→ **QUÉ TRABAJAR**
**1.** Resume en dos oraciones el texto sobre minería y agricultura.
**2.** Reproduce el fragmento del texto sobre minería y agricultura que comienza en las palabras "Las protestas que" y termina después de "los pequeños agricultores.".

→ **TEXTO ANALIZADO**
□ □ □ □

Las protestas que buscan detener el desarrollo de grandes proyectos mineros plantean una falsa disyuntiva entre la agricultura y la minería. El objetivo declarado suele ser la protección del medio ambiente. Agua u oro, como sentenció desavisadamente el entonces candidato Ollanta Humala en la última campaña presidencial. Pero la protección ambiental no parece ser un fin en sí misma, sino una defensa de los intereses de los agricultores, especialmente de los pequeños agricultores.
La experiencia de los últimos veinte años debería enseñarnos que el desarrollo de la minería no inhibe el de la agricultura. La competencia por un recurso escaso, como el agua, no ha impedido que ambas actividades crezcan simultáneamente. Y no tendría por qué. En todo proceso de crecimiento económico hay sectores que compiten entre sí por el uso de determinados recursos y empresas que compiten al interior de un mismo sector por recursos más especializados aún; pero eso no significa que solamente puedan crecer un sector o una empresa.

□ □ □ □

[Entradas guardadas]
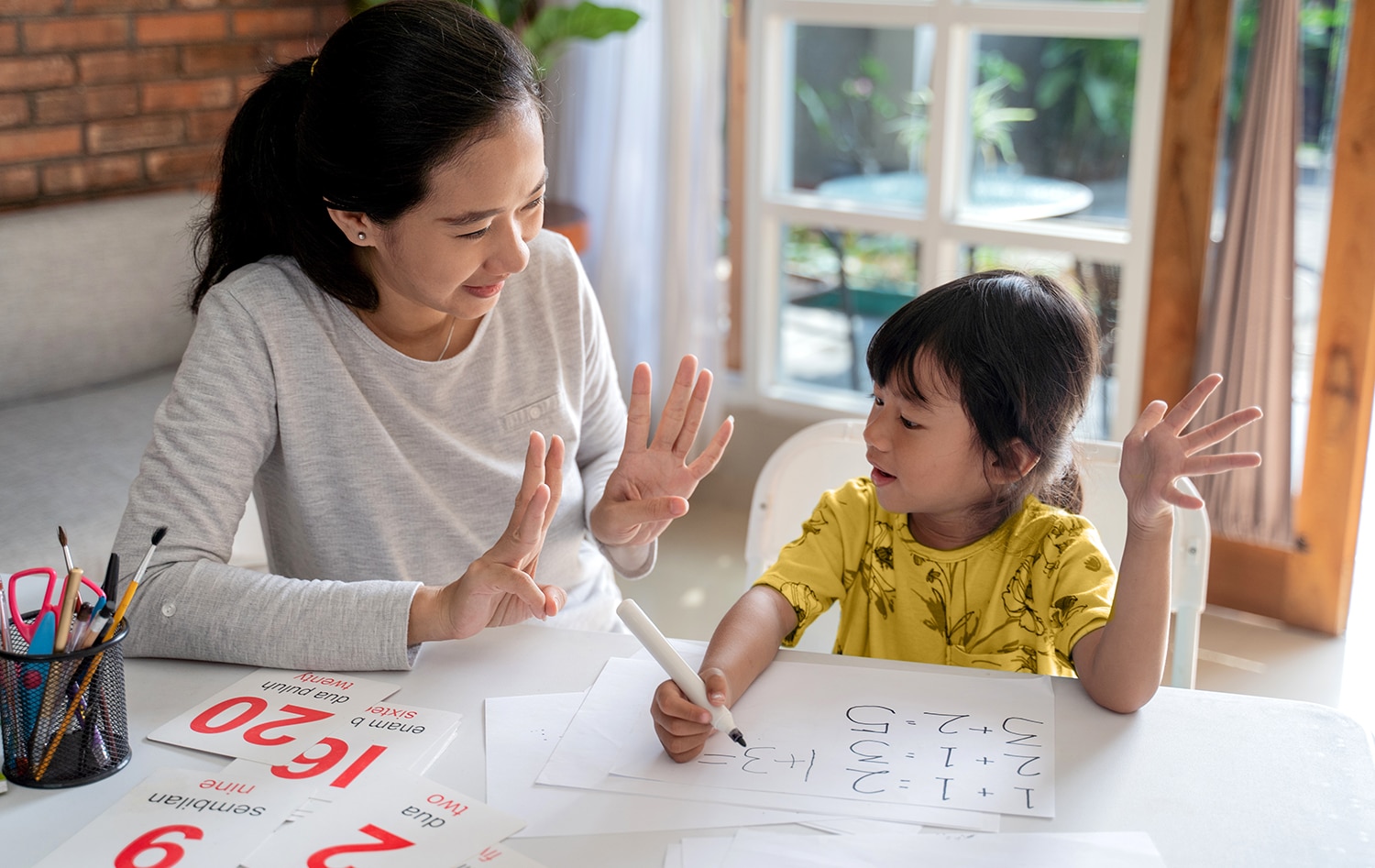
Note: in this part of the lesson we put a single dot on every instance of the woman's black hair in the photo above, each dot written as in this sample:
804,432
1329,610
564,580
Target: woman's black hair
398,91
1022,349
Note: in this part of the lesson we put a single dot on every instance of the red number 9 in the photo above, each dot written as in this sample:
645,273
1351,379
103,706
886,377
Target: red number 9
172,853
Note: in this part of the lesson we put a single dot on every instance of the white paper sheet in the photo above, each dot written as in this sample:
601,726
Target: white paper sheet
704,852
522,733
879,736
608,730
754,849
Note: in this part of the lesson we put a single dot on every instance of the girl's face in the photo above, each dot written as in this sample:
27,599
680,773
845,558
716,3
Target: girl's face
453,252
929,461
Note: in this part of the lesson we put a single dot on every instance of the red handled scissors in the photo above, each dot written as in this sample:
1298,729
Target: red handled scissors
51,600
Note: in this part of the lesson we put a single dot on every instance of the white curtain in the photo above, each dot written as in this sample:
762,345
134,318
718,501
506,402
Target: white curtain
635,140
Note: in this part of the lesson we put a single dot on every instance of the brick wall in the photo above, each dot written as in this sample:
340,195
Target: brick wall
112,96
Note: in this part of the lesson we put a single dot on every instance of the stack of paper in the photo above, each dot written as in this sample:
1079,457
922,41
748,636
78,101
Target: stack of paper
754,849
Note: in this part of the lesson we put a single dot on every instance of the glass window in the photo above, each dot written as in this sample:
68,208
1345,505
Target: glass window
839,286
860,112
1050,128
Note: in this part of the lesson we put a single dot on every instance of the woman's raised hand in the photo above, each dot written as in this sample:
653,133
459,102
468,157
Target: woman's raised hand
500,588
654,480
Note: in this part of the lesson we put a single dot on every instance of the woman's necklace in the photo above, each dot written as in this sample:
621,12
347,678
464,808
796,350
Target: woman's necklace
451,324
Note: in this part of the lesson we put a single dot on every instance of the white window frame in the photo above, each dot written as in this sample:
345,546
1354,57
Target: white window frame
770,203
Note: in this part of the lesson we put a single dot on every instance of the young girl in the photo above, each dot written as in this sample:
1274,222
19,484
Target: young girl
381,322
962,546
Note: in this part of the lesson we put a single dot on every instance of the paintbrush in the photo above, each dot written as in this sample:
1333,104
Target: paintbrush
157,537
66,552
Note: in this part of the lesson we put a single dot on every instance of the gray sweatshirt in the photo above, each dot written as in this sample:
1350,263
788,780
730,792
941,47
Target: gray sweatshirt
373,471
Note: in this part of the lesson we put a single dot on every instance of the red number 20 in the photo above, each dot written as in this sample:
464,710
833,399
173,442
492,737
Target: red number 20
146,842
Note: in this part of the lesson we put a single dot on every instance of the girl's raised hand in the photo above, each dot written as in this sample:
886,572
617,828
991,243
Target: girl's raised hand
500,588
652,483
1157,453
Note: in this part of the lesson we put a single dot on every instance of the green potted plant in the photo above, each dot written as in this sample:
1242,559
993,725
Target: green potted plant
544,27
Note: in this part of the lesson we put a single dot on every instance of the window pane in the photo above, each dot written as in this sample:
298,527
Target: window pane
1097,285
838,286
860,107
1050,128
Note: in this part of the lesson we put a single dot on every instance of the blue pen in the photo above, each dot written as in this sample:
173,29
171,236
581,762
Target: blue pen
32,676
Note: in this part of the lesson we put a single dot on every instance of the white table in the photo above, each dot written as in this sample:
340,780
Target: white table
992,195
1216,779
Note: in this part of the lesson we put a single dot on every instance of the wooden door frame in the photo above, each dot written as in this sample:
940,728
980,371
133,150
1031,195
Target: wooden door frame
1309,584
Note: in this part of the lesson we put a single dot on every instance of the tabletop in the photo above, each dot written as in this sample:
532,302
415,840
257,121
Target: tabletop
1215,779
992,195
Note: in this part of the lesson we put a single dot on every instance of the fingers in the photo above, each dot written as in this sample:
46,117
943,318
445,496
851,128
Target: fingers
524,534
711,456
638,418
533,475
1191,403
1207,466
1221,429
624,519
676,409
696,410
682,728
717,687
553,478
555,599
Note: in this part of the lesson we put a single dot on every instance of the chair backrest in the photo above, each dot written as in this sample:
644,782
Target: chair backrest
827,455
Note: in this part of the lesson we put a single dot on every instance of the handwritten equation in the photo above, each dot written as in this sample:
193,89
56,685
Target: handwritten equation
968,743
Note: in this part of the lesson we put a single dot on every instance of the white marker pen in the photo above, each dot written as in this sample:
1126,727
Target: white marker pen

□ □ □ □

→ **RESPUESTAS DEL EJERCICIO**
**1.** Las protestas contra los grandes proyectos mineros plantean una falsa disyuntiva entre agricultura y minería, y la protección ambiental que declaran buscar parece ser más bien una defensa de los intereses de los agricultores, sobre todo de los pequeños. La experiencia de los últimos veinte años muestra que ambas actividades han crecido al mismo tiempo pese a competir por el agua, ya que la competencia por recursos no impide que crezca más de un sector.

**2.**
Las protestas que buscan detener el desarrollo de grandes proyectos mineros plantean una falsa disyuntiva entre la agricultura y la minería. El objetivo declarado suele ser la protección del medio ambiente. Agua u oro, como sentenció desavisadamente el entonces candidato Ollanta Humala en la última campaña presidencial. Pero la protección ambiental no parece ser un fin en sí misma, sino una defensa de los intereses de los agricultores, especialmente de los pequeños agricultores.